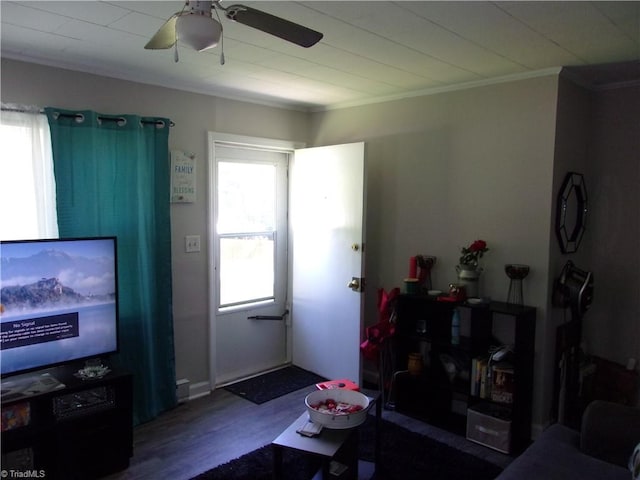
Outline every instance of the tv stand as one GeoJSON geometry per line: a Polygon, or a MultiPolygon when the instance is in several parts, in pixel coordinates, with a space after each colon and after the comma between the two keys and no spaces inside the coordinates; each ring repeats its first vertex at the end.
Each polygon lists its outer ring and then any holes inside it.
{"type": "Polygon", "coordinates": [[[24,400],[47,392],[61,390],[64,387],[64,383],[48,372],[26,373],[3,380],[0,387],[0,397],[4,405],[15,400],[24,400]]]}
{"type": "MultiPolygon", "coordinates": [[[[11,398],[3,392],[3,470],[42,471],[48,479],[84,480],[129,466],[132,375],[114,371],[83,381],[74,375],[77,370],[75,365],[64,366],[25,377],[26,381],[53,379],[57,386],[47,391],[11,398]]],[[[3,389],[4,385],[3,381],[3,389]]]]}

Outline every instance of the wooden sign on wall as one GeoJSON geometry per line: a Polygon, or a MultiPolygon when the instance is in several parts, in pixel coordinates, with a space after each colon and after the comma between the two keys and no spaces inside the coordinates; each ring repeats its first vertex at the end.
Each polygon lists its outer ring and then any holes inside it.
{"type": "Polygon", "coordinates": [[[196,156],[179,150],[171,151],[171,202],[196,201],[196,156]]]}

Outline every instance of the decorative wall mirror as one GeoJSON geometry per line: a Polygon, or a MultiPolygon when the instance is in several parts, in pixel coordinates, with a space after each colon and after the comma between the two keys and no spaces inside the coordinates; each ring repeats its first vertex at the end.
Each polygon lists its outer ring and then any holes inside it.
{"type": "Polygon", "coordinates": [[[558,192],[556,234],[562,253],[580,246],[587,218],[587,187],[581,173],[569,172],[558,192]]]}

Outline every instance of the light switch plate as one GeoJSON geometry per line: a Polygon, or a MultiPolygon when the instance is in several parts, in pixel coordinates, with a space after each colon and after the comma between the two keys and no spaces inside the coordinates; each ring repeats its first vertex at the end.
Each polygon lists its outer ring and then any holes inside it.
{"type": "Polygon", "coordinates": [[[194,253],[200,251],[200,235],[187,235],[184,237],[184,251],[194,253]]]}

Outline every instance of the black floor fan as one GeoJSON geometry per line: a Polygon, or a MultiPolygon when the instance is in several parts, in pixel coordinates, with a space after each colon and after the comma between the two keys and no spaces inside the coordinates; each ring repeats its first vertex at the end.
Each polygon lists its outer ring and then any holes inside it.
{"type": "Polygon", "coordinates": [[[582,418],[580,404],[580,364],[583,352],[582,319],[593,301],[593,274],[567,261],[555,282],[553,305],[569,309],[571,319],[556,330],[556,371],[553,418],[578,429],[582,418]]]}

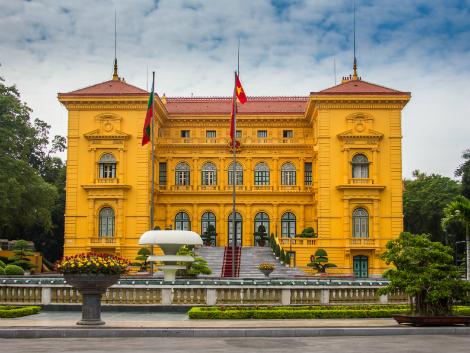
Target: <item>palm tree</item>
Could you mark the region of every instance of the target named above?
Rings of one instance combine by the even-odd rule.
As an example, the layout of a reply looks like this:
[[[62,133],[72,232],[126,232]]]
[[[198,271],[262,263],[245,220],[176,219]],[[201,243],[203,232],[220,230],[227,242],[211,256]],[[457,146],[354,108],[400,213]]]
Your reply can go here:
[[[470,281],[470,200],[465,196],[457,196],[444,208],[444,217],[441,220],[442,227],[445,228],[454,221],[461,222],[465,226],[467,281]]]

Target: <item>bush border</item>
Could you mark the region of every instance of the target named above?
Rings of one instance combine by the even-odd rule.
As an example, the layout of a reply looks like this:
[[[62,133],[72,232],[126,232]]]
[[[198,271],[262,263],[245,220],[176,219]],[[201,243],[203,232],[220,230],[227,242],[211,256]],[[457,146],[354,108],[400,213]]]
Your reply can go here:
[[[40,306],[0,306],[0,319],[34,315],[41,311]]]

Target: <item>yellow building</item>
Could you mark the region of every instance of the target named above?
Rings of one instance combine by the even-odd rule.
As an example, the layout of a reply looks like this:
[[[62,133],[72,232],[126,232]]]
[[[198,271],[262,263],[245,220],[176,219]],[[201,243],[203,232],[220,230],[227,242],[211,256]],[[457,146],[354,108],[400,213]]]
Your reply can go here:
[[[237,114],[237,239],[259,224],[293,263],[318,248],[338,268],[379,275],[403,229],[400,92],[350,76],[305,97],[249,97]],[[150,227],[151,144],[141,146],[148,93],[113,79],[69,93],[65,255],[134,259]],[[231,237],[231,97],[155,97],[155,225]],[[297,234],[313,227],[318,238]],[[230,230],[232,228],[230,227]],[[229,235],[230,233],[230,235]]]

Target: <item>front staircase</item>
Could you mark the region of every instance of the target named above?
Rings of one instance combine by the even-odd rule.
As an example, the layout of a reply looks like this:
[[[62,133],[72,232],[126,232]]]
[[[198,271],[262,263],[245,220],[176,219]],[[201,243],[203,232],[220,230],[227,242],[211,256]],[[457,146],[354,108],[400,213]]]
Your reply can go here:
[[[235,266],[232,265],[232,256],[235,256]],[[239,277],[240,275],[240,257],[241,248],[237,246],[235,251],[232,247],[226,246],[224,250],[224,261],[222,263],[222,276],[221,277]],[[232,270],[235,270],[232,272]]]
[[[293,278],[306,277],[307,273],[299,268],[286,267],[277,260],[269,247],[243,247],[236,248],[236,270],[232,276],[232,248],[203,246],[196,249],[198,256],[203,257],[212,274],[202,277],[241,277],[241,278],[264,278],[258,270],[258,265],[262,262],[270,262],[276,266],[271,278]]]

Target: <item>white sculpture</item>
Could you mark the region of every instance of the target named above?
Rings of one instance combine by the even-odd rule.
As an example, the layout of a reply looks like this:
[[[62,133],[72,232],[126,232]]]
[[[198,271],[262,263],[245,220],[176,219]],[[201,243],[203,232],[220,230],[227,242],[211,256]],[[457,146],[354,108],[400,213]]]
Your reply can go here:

*-*-*

Print the material exactly as given, but not the pictures.

Outline every instance of the tv stand as one GeoJSON geometry per line: a Polygon, or a MultiPolygon when the instance is in several parts, in pixel coordinates, with a space after each colon and after the comma between the two keys and no spaces inside the coordinates; each ring repeats its first vertex at the end.
Each polygon lists its outer ring and then any holes inside it.
{"type": "Polygon", "coordinates": [[[24,400],[47,392],[61,390],[64,387],[64,383],[48,372],[26,373],[3,380],[0,387],[0,397],[4,405],[15,400],[24,400]]]}
{"type": "MultiPolygon", "coordinates": [[[[11,398],[3,392],[3,470],[42,471],[48,479],[84,480],[129,466],[132,375],[114,371],[83,381],[74,375],[77,370],[75,365],[64,366],[25,377],[26,381],[53,379],[57,386],[47,391],[11,398]]],[[[3,389],[4,385],[3,381],[3,389]]]]}

Outline every instance of the wooden sign on wall as one GeoJSON geometry per line: a Polygon, or a MultiPolygon when the instance is in several parts, in pixel coordinates, with a space after each colon and after the comma between the two keys and no spaces inside the coordinates; each ring repeats its first vertex at the end.
Each polygon lists its outer ring and then any holes inside it.
{"type": "Polygon", "coordinates": [[[196,156],[179,150],[171,151],[171,202],[196,201],[196,156]]]}

Outline every instance of the decorative wall mirror as one GeoJSON geometry per line: a Polygon, or a MultiPolygon when the instance is in several parts, in pixel coordinates, with a space after each colon and after the comma between the two keys and no spaces inside the coordinates; each ring repeats its first vertex at the end.
Each polygon lists its outer ring and then any holes inside it.
{"type": "Polygon", "coordinates": [[[558,192],[556,234],[562,253],[580,246],[587,218],[587,187],[581,173],[569,172],[558,192]]]}

Outline every instance of the light switch plate as one GeoJSON geometry per line: a Polygon, or a MultiPolygon when the instance is in several parts, in pixel coordinates, with a space after each colon and after the comma between the two keys and no spaces inside the coordinates; each ring repeats its first vertex at the end.
Each polygon lists its outer ring and then any holes inside it.
{"type": "Polygon", "coordinates": [[[194,253],[200,251],[200,235],[187,235],[184,237],[184,251],[194,253]]]}

Outline every instance of the black floor fan as one GeoJSON geometry per line: a Polygon, or a MultiPolygon when the instance is in several parts, in pixel coordinates, with a space after each colon and after the comma between the two keys and no spaces inside the coordinates; each ring repeats its first vertex at the end.
Each polygon lists its outer ring and then any holes inside it.
{"type": "Polygon", "coordinates": [[[582,418],[580,404],[580,364],[583,352],[582,319],[593,301],[593,274],[567,261],[555,282],[553,305],[569,309],[571,319],[556,330],[556,371],[553,418],[578,429],[582,418]]]}

Target: <item>palm tree</item>
Could you mark the region of every instance of the target named above?
Rings of one instance combine by the even-odd rule.
As an example, the layout of a reply looks like this:
[[[62,133],[72,232],[126,232]]]
[[[198,271],[262,263],[245,220],[176,219]],[[201,243],[203,232],[220,230],[227,242],[211,256]],[[457,146],[354,108],[400,213]]]
Your reply can go here:
[[[470,281],[470,200],[465,196],[457,196],[444,208],[444,217],[441,220],[442,227],[445,228],[454,221],[461,222],[465,226],[467,281]]]

Target: <item>bush border</item>
Could you mark the region of every instance of the target named above?
Rings of one instance combine by the even-odd rule.
As an example, the layout of a reply looks like this:
[[[62,133],[72,232],[126,232]]]
[[[198,271],[262,263],[245,220],[176,219]],[[201,243],[203,232],[220,230],[227,242],[211,256]],[[457,146],[354,108],[400,213]]]
Your reply can go here:
[[[40,306],[0,306],[0,319],[34,315],[41,311]]]

Target: <item>yellow building</item>
Could you mark the region of every instance of the target named above?
Rings of one instance combine by the even-odd rule.
As an example, the layout of a reply looks like this:
[[[62,133],[72,232],[126,232]]]
[[[198,271],[262,263],[245,220],[176,219]],[[201,243],[203,232],[220,230],[227,242],[211,256]],[[457,146],[354,108],[400,213]]]
Your reply can go here:
[[[237,114],[237,239],[259,224],[293,263],[318,248],[338,268],[379,275],[403,229],[400,92],[350,76],[305,97],[249,97]],[[150,227],[151,144],[141,146],[148,93],[113,79],[69,93],[65,255],[134,259]],[[231,237],[231,97],[155,97],[155,225]],[[297,234],[313,227],[318,238]],[[230,230],[232,228],[230,227]],[[229,235],[230,233],[230,235]]]

Target: <item>front staircase</item>
Could you mark the region of every instance of the target named above?
Rings of one instance combine by the even-odd rule.
As an example, the layout of a reply looks like this:
[[[62,133],[72,232],[126,232]]]
[[[198,271],[262,263],[245,220],[176,219]],[[201,243],[203,232],[220,230],[227,242],[211,256]],[[457,146],[354,108],[400,213]]]
Your reply can go here:
[[[235,266],[232,265],[232,256],[235,256]],[[239,277],[240,275],[240,257],[241,248],[237,246],[235,251],[232,247],[226,246],[224,250],[224,261],[222,263],[222,276],[221,277]],[[232,270],[235,270],[232,272]]]
[[[293,278],[306,277],[307,273],[299,268],[286,267],[277,260],[269,247],[243,247],[236,248],[236,270],[232,276],[232,248],[203,246],[196,249],[198,256],[203,257],[212,274],[202,277],[241,277],[241,278],[264,278],[258,270],[258,265],[262,262],[270,262],[276,266],[271,278]]]

Target: <item>white sculpture</item>
Could you mark the region of every instance of the target named above?
Rings of one instance combine by the even-odd rule.
As an example, the layout of a reply looks like this:
[[[62,133],[72,232],[126,232]]]
[[[198,271],[262,263],[245,220],[176,219]],[[201,243],[203,232],[220,230],[227,242],[211,256]],[[457,146],[354,108],[400,213]]]
Your reply can go here:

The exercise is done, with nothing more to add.